_VOTRE OBJECTIF_: Selon l'extrait consacré aux Takanot, à partir de quelle année les Expulsés d'Espagne ont-ils commencé à rédiger le livre des Takanot des Mégorachim ?

_EXTRAIT DU DOCUMENT_:
┄┄┄┄┄┄

L’adaptation du droit hébraïque

à la réalité quotidienne

La majeure partie des Takanot – ordonnances rabbiniques – éditées au Maroc est consacrée au droit personnel, droit commercial et droit social.

Cette littérature juridique permet de mieux connaître la vie de la société

juive, ses préoccupations quotidiennes face aux réalités de l’existence.

Les Takanot -ordonnances rabbi­niques- sont un des moyens pour la Halakha – réputée intangible – de trouver des solutions aux problèmes nouveaux. Tout au long des siècles les rabbins en écrivirent un grand nombre: ceci est le témoignage de la vitalité de la vie communautaire et de sa capacité de développement et d’adaptation. Provenant de la Diaspora marocaine nous disposons de plusieurs recueils de Takanot, édictés dans les différentes villes. Le plus célèbre est celui des Takanot de Fès connu comme le livre des Takanot des Mégorachim, qui a commencé à être écrit par les Expulsés d’Espagne à partir de 1492.

┄┄┄┄┄┄

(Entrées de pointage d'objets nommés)

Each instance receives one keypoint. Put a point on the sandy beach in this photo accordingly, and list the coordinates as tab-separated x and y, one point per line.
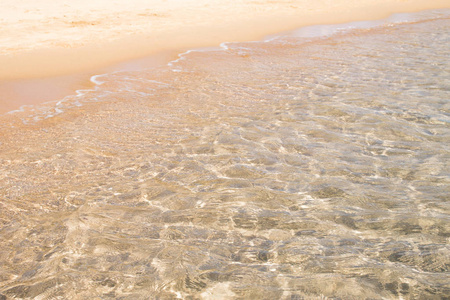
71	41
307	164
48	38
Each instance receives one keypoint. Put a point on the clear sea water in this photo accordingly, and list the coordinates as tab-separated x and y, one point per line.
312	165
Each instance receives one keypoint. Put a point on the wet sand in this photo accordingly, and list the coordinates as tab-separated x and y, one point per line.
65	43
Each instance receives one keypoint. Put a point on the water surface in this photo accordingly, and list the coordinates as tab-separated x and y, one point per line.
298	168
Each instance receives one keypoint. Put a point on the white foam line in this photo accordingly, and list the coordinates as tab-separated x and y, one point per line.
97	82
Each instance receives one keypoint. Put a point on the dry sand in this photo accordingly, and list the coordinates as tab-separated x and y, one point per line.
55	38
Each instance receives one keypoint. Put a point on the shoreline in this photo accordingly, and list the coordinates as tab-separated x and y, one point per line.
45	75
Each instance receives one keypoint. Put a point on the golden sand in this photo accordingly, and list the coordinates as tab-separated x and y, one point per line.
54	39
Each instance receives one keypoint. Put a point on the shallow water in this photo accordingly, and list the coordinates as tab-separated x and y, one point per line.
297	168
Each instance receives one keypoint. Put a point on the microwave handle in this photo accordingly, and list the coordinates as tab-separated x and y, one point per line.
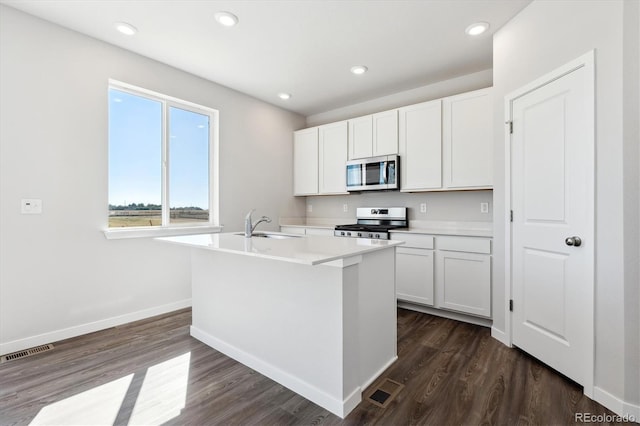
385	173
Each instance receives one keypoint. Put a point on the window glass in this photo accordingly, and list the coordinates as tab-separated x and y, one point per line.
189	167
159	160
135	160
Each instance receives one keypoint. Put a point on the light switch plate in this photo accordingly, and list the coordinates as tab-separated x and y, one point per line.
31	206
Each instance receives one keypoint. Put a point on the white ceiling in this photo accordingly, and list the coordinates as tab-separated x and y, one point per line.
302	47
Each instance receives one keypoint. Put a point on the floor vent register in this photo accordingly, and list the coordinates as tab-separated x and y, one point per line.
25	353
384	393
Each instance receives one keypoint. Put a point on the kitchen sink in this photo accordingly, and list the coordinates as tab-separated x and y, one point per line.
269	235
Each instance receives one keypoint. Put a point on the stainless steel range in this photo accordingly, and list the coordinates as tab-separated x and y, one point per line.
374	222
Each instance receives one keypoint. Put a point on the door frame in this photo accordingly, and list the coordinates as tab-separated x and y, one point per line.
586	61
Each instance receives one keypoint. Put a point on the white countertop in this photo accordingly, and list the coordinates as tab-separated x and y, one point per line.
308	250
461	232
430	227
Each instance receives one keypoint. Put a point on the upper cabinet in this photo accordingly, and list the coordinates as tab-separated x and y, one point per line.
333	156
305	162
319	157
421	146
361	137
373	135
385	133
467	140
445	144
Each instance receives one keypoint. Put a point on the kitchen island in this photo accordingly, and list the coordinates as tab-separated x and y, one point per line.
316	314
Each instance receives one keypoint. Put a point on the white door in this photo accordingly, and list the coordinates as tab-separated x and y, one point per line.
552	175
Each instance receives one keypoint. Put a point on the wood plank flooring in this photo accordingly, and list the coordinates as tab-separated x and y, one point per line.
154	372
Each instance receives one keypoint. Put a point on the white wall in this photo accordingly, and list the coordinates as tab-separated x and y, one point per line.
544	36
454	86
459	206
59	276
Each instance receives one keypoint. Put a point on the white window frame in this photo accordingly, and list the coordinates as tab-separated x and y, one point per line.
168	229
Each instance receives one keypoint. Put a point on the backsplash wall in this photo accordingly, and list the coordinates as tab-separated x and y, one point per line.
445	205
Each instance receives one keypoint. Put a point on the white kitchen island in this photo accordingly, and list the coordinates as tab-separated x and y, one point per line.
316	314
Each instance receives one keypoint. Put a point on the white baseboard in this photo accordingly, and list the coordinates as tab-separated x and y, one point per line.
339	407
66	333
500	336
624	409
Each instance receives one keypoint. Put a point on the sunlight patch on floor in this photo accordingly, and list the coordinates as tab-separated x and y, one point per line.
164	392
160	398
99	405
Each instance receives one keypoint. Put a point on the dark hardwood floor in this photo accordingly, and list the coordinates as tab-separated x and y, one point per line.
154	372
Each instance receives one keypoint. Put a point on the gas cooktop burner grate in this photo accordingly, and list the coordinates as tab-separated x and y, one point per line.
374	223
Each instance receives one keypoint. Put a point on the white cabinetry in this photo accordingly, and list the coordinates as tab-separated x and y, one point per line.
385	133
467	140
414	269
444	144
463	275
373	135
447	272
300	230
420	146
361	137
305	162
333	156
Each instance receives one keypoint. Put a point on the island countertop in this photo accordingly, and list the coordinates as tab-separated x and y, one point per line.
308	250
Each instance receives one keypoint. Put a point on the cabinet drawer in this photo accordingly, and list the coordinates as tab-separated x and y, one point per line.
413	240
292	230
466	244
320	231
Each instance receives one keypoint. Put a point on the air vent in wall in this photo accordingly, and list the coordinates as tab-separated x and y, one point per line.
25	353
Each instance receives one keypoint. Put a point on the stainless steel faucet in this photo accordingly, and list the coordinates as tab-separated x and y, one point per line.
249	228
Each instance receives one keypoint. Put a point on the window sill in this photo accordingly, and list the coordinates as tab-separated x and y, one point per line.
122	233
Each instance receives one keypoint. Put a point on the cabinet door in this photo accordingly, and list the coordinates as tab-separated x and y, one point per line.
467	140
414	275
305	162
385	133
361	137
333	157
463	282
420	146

┄┄┄┄┄┄

_PROBLÈME RÉSOLU_: À partir de 1492.